### Problems and tasks
#1 Revise the text on aircraft noise reduction from "Novel Hybrid Wing" to "of engine noise.", putting "evaluation" wherever "testing" appears.
#2 List every area of airframe noise reduction research that the text on aircraft noise reduction names.
#3 According to the text on aircraft noise reduction, how can the Blended Wing Body (BWB) configuration achieve significant noise reduction?

___ Reading text

Technologies for engine noise reduction include Ultra-High-Bypass (UHB) engines, such as the geared turbofan engine; soft vane, over-the-rotor foam metal liners; distortion-tolerant fans with active noise control; and variable area fan nozzles. Multifunctional materials and structures containing metallic and polyimide foams and aerogel materials are being developed for application in long ducts and fan containment systems to simultaneously carry load and reduce noise.
Airframe noise reduction research includes continuous mold-line wing structures; drooped leading edge; active flow control; adaptive and flexible wing structure; smart chevrons; and toboggan fairing for landing gear noise reduction.
Novel Hybrid Wing Body (HWB) configurations are now in development and testing that integrate airframe and propulsion systems. The HWB dramatically reduces noise and will help to achieve N+2 goals for the 2020 timeframe. One example is the Blended Wing Body (BWB) configuration that can achieve significant noise reduction through airframe shielding of engine noise.

______
___ Extracted information

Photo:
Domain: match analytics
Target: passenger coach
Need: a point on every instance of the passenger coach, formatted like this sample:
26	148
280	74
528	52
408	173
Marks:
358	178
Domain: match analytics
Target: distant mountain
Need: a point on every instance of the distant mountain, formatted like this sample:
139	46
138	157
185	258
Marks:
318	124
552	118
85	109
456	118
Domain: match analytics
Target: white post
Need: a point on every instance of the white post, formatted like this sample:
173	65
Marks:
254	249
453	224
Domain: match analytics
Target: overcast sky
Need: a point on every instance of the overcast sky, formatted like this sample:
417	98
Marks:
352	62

______
___ Extracted information

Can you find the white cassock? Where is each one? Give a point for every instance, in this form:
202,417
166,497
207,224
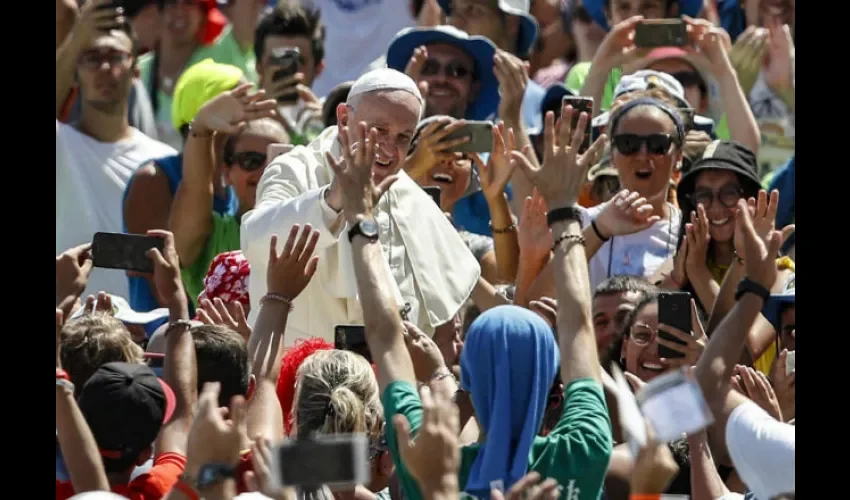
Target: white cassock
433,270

______

### Task answers
#1
Novel Hybrid Wing Body (HWB) configurations are now in development and evaluation that integrate airframe and propulsion systems. The HWB dramatically reduces noise and will help to achieve N+2 goals for the 2020 timeframe. One example is the Blended Wing Body (BWB) configuration that can achieve significant noise reduction through airframe shielding of engine noise.

#2
Continuous mold-line wing structures
Drooped leading edge
Active flow control
Adaptive and flexible wing structure
Smart chevrons
Toboggan fairing for landing gear noise reduction

#3 Through airframe shielding of engine noise.